§ **Problem to work on**
Say how many lines of the entries below include "instance", giving nothing but that number.

Data records
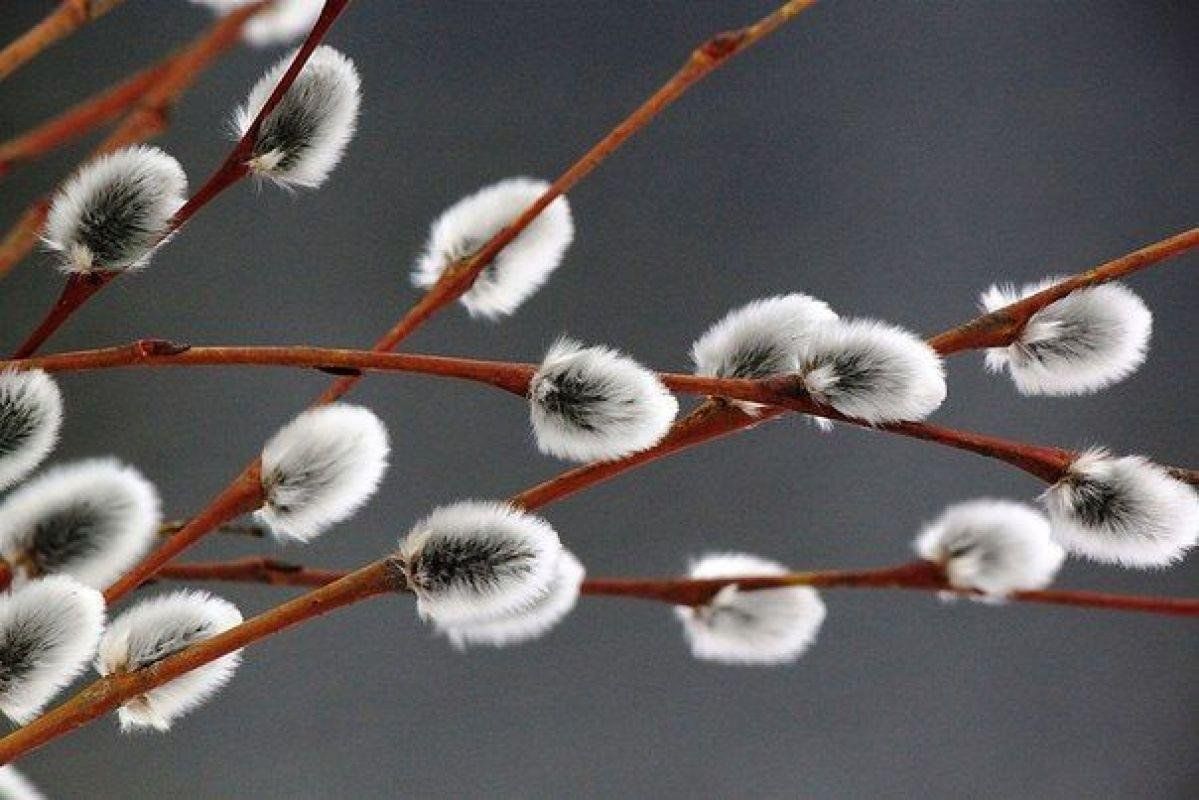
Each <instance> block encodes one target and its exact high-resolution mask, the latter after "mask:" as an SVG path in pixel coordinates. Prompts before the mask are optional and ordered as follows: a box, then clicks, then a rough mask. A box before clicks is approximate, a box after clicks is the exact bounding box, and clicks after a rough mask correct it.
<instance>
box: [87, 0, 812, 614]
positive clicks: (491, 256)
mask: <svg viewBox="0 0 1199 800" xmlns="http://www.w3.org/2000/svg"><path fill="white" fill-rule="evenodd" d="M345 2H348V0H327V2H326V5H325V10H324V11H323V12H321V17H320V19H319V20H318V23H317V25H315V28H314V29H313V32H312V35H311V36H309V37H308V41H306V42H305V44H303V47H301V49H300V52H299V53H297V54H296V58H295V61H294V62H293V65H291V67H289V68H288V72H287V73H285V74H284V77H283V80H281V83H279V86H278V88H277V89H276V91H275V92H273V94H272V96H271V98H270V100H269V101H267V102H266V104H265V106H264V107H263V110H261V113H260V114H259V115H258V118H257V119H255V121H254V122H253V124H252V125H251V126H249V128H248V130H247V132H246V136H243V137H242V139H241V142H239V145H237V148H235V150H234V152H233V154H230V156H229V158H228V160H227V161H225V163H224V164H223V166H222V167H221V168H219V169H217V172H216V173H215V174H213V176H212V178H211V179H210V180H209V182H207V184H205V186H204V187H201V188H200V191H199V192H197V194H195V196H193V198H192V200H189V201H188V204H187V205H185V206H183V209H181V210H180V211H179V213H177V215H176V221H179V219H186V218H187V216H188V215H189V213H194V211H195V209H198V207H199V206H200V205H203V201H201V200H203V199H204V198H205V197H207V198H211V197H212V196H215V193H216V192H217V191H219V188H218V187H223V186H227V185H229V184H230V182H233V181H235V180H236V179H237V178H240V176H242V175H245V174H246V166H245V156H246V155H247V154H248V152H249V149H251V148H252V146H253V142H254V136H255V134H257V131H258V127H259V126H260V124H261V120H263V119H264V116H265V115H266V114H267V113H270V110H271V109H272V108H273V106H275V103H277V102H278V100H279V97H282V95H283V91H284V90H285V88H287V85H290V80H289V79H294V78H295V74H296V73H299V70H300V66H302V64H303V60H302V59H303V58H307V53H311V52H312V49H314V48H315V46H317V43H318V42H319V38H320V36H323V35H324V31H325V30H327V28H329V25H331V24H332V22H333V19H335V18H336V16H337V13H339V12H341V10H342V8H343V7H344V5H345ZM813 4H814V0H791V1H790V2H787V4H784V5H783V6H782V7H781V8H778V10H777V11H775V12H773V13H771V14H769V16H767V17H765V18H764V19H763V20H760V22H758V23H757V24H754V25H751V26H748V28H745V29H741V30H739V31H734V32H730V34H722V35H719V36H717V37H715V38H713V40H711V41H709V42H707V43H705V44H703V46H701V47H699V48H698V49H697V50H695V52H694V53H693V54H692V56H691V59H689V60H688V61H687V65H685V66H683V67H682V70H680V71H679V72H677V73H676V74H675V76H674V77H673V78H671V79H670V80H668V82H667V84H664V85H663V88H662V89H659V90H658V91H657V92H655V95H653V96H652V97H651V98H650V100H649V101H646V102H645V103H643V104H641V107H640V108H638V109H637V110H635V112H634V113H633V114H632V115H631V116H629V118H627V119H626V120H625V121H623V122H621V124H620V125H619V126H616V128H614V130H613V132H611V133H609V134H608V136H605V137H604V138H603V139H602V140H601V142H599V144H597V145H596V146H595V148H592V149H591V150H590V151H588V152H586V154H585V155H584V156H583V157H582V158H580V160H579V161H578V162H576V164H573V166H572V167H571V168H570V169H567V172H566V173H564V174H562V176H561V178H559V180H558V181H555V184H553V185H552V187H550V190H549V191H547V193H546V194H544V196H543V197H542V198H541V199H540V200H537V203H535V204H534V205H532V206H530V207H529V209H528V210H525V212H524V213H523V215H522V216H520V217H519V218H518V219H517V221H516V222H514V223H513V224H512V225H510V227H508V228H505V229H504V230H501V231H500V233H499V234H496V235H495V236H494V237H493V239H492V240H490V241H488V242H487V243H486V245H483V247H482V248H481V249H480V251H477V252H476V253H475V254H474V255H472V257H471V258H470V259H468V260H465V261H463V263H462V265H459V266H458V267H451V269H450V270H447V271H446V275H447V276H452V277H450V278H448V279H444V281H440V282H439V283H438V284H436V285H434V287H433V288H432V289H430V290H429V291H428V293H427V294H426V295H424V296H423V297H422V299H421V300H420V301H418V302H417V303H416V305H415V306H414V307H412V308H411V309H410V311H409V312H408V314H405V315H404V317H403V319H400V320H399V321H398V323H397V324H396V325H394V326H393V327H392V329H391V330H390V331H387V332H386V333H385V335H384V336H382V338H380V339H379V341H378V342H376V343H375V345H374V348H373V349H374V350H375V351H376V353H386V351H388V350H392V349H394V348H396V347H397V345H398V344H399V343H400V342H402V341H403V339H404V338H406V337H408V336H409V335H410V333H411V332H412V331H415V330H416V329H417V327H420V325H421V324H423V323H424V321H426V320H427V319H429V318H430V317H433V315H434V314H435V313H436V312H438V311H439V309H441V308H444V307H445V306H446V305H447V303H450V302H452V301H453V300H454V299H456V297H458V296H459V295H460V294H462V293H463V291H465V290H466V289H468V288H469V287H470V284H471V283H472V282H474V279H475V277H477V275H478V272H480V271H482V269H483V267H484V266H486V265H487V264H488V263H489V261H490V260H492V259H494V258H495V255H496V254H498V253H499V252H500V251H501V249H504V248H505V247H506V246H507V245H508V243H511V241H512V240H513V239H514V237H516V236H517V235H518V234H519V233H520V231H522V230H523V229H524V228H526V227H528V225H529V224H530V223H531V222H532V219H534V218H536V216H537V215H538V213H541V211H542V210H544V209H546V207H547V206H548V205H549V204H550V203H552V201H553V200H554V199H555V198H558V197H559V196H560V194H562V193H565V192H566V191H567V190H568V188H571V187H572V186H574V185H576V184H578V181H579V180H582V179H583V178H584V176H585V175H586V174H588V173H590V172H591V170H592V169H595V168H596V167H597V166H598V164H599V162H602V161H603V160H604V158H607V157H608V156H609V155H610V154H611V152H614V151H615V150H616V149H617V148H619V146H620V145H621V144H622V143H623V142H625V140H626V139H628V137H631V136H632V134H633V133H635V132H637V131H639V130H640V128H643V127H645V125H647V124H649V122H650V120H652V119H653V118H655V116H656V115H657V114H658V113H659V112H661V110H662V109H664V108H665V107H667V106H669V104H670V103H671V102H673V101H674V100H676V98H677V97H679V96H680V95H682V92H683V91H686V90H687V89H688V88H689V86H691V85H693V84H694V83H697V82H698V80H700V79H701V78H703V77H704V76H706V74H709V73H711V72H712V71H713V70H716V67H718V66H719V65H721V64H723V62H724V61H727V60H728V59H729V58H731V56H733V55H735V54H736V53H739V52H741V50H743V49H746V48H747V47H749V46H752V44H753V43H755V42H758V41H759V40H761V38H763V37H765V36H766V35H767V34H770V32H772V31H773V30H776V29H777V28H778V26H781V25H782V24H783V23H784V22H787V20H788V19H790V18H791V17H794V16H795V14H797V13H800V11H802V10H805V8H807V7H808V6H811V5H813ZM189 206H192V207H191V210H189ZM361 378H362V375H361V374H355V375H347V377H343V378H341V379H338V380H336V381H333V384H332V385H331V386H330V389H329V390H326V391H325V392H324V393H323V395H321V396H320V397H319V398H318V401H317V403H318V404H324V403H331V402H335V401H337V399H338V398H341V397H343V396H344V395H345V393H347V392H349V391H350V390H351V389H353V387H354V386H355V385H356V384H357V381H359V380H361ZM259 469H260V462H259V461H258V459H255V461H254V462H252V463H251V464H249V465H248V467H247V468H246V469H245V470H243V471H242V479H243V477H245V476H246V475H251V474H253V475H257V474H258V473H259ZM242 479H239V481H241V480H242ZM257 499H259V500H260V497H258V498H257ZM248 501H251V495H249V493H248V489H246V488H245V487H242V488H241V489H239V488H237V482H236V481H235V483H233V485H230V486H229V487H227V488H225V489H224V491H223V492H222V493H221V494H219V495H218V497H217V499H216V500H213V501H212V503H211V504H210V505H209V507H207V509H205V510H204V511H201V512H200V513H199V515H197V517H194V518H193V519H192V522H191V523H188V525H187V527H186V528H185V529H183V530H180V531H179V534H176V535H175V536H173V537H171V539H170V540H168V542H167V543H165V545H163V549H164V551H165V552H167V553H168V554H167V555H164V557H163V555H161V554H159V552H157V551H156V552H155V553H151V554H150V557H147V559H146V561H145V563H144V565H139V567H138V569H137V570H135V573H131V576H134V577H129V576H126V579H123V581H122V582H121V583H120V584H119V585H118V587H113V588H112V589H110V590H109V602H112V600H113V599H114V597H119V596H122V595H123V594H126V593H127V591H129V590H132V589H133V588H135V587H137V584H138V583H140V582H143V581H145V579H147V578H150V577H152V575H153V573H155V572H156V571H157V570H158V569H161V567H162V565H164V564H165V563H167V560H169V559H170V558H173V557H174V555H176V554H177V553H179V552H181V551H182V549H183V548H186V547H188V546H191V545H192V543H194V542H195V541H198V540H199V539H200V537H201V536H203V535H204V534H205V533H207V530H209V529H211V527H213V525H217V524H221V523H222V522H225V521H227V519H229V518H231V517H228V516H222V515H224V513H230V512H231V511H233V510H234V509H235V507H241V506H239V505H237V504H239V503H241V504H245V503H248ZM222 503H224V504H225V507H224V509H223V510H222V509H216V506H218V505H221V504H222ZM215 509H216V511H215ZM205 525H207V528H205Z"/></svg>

==

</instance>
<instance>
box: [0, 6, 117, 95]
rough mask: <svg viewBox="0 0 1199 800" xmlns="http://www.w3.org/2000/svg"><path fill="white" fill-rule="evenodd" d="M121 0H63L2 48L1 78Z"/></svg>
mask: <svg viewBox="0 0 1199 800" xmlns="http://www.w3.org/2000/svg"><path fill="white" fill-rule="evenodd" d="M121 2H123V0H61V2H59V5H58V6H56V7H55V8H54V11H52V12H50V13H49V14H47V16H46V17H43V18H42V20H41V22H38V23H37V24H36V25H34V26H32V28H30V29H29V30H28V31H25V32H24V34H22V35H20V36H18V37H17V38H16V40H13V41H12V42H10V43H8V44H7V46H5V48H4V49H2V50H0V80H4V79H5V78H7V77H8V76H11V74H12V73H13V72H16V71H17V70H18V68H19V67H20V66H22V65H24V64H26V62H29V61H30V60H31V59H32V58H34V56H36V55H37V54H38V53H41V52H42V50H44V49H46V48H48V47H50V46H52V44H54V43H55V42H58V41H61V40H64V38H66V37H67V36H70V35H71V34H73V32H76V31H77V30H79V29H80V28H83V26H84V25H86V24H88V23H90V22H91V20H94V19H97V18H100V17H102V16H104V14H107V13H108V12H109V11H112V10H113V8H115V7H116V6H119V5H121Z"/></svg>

§ **Exercise answer**
4